__GIVEN REQUEST A__
Reproduce the object detection records word for word, from the start of the records through the line that contains "top-left (15, 3), bottom-right (61, 77)", including both ends. Leave out the pictures.

__EXTRACTED TEXT__
§

In accordance with the present invention, the seal cap 10 can be provided having a cured or partially cured outer shell 12 that may be inspected for defects and may be filled with an uncured sealant portion. The seal cap 10 may typically be inspected by the method and system of the present invention prior to being filled with uncured sealant. However, in some cases, inspection may be performed after the seal cap 10 is filled with sealant.

In accordance with the present invention, the inspection process of the present invention may be performed at ambient temperature conditions after the outer shell 12 of the seal cap 10 is partially or fully cured. The outer shell 12 of the seal cap 10 may be filled after being inspected, or prior to being inspected, with a second quantity of sealant including hydrophobic polymers, and the like. The outer shell and the second quantity of sealant may comprise the same composition. The uncured sealant may be thermally regulated to keep it from becoming cured prior to installation over a fastener. For example, uncured seal caps can be kept at temperatures between and including −100° C. and −25° C. to retard curing, for example, the sealant can be kept at a minimum of −75° C., and for example, at a maximum of −45° C. In accordance with the present invention, the inspection process may be conducted at such reduced temperatures.

The sealant may comprise elastomeric polymers. For example, the sealant may be a one-component or a two-component formulation. For example, the sealant may be comprised of a one-component silicone composition, or butadiene rubber or other synthetic rubbers, such as styrene-butadiene, silicone rubber, siloxane, and acrylonitrile-butadiene and the like, butyl acrylate, and/or 2-ethylhexyl acrylate. The sealant may comprise at least two reactants capable of reacting to form a cured composition. For example, a curable composition can comprise an isocyanate-terminated chain-extended polythioether prepolymer and a polyamine capable of reacting to form a cured polymer. A curable composition may include a catalyst for the curing reaction and other components such as, for example, fillers, pigments, and adhesion promoters. A curable composition may be curable at room temperature or may require exposure to elevated temperature such as a temperature above room temperature or other condition(s) to initiate and/or to accelerate the curing reaction. A curable composition may initially be provided as a two-part composition including, for example, a separate base component and an accelerator component. The base composition can contain one of the reactants participating in the curing reaction such as an isocyanate-terminated chain-extended polythioether prepolymer and the accelerator component can contain the other reactant such as a polyamine. The two components can be mixed shortly before use to provide a curable composition. Alternatively, the polythioether base may contain the polyamine, and the second component may be an epoxy-containing compound and/or an epoxy-adduct.

§

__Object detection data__
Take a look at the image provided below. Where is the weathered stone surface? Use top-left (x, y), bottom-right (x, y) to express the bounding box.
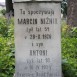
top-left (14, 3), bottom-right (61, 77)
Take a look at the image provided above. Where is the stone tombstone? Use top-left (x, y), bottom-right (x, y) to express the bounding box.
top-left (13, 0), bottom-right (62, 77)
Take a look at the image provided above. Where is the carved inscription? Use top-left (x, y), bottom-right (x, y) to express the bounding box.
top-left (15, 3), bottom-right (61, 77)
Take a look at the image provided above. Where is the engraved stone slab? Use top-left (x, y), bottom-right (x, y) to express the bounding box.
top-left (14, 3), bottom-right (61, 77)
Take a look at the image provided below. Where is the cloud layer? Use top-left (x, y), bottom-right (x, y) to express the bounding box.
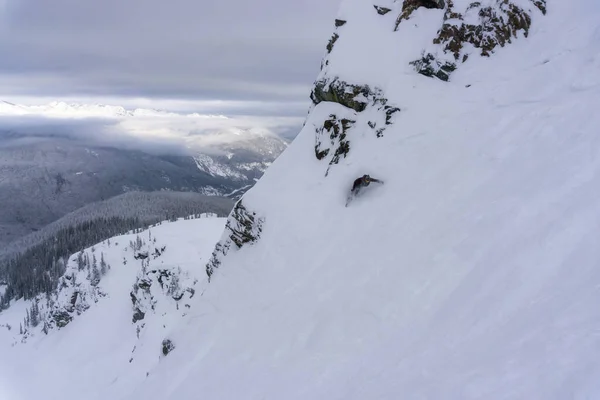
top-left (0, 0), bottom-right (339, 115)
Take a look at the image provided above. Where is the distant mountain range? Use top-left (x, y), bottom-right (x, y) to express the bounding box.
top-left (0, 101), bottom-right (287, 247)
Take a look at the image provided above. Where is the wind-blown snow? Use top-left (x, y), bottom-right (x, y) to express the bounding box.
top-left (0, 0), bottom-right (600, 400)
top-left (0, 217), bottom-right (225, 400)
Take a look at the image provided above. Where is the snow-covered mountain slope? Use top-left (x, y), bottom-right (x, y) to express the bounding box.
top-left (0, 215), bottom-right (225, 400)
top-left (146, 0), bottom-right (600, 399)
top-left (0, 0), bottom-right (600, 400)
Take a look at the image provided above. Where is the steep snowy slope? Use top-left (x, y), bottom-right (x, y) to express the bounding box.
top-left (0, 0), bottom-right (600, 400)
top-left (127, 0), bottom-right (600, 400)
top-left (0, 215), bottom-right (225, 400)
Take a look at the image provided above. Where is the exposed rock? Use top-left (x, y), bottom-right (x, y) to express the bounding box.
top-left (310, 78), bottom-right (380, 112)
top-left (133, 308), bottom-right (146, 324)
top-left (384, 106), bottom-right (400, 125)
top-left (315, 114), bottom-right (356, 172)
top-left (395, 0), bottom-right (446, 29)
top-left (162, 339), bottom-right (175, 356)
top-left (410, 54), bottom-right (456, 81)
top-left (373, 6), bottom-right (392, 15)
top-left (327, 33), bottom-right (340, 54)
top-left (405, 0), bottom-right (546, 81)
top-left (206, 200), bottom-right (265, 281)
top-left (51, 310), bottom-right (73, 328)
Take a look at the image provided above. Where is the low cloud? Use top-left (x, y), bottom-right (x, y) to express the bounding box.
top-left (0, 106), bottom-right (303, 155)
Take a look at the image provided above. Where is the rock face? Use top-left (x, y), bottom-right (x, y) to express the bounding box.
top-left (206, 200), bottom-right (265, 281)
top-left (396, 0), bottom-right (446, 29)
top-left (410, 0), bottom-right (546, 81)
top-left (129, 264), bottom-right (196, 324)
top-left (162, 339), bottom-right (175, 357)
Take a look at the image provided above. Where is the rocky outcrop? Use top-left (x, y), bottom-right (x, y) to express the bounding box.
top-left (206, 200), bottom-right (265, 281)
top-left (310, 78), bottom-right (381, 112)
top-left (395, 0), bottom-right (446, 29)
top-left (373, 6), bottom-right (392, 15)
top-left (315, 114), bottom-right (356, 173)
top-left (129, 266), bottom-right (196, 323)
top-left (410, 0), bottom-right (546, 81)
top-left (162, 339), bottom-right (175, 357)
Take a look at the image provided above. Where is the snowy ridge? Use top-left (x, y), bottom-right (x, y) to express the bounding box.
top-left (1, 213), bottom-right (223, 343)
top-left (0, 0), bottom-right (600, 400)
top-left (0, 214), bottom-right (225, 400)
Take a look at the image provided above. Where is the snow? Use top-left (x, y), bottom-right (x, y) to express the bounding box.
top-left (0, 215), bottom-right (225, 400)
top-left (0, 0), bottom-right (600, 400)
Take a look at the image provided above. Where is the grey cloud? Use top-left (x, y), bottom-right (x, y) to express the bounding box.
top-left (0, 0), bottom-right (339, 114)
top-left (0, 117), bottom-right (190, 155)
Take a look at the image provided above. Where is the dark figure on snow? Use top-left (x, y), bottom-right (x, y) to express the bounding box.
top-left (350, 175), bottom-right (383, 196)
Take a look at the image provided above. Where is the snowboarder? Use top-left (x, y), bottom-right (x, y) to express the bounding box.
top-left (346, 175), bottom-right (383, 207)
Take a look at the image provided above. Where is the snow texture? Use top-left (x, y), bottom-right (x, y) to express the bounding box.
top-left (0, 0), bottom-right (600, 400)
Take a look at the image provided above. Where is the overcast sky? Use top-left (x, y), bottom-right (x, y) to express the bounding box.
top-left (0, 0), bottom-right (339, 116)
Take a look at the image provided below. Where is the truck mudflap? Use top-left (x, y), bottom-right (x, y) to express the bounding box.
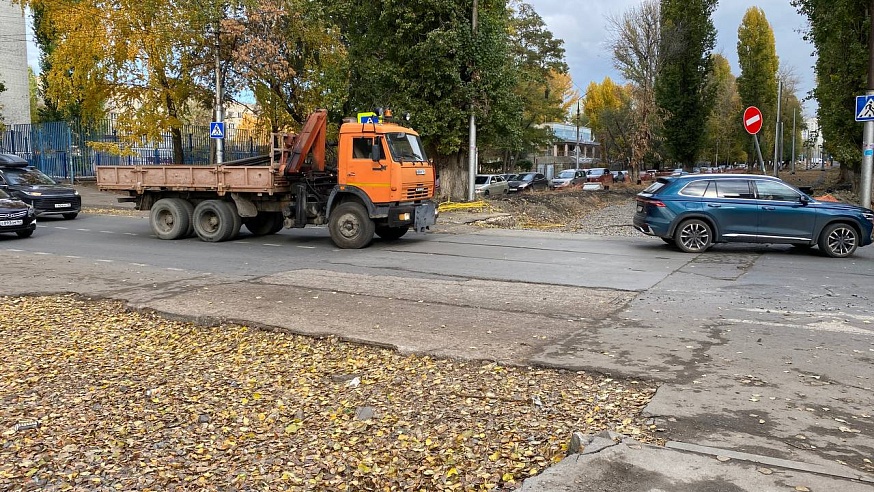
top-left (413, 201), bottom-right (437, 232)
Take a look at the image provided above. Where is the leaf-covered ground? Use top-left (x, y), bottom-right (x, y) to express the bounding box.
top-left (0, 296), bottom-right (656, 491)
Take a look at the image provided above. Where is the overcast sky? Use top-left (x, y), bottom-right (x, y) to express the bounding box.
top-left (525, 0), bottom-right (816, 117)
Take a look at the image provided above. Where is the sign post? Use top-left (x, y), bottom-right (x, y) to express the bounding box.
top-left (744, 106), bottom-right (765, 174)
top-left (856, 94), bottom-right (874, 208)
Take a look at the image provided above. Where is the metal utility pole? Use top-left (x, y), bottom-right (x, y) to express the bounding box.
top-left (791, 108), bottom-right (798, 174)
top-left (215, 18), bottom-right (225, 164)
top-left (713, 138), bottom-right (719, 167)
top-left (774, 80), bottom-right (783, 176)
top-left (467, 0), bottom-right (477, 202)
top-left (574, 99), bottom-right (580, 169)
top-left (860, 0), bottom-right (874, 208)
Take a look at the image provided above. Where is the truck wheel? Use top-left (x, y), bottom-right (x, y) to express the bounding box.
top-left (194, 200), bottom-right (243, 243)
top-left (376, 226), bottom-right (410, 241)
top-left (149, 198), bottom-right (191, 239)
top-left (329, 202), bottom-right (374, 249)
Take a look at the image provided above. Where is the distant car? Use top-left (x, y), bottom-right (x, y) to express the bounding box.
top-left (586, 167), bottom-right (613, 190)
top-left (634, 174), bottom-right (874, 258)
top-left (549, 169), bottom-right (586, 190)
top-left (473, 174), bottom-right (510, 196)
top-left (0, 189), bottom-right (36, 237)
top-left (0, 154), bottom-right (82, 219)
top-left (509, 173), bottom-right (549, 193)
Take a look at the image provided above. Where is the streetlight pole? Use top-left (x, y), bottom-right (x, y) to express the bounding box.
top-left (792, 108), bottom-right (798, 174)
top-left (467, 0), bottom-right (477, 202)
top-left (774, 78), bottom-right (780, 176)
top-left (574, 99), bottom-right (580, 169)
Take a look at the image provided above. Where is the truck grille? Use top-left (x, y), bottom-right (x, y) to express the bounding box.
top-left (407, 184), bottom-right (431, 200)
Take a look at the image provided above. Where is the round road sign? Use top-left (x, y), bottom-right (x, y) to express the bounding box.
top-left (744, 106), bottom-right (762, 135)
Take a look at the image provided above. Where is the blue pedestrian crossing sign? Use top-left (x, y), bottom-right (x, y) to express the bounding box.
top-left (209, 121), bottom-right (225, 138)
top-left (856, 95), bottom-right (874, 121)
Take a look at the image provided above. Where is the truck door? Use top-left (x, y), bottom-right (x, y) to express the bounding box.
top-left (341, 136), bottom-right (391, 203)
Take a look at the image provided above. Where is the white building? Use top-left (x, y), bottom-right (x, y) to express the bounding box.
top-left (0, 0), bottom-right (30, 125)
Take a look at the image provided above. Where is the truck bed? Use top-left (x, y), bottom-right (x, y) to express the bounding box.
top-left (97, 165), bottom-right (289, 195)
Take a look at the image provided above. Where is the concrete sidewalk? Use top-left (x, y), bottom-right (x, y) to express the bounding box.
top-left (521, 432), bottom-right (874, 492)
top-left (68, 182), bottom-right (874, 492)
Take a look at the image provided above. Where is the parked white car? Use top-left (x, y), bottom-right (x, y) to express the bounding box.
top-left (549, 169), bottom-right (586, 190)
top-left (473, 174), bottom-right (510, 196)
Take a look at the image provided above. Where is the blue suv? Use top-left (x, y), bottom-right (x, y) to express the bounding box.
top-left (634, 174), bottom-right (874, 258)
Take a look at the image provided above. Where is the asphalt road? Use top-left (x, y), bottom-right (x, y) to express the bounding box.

§

__GIVEN REQUEST B__
Quote the stretch of the seal cap passage from "In accordance with the present invention, the seal" through "filled with sealant.".

__TASK RESULT A__
Take a look at the image provided below. Where is the weathered stone surface? Use top-left (x, y), bottom-right (x, y) to express the bounding box.
top-left (14, 3), bottom-right (61, 77)
Take a look at the image provided above. Where is the stone tombstone? Use top-left (x, y), bottom-right (x, y) to express the bounding box.
top-left (13, 0), bottom-right (62, 77)
Take a look at the image provided above. Where is the carved inscription? Use top-left (x, y), bottom-right (x, y) to express the bounding box.
top-left (15, 3), bottom-right (61, 77)

__TASK RESULT B__
In accordance with the present invention, the seal cap 10 can be provided having a cured or partially cured outer shell 12 that may be inspected for defects and may be filled with an uncured sealant portion. The seal cap 10 may typically be inspected by the method and system of the present invention prior to being filled with uncured sealant. However, in some cases, inspection may be performed after the seal cap 10 is filled with sealant.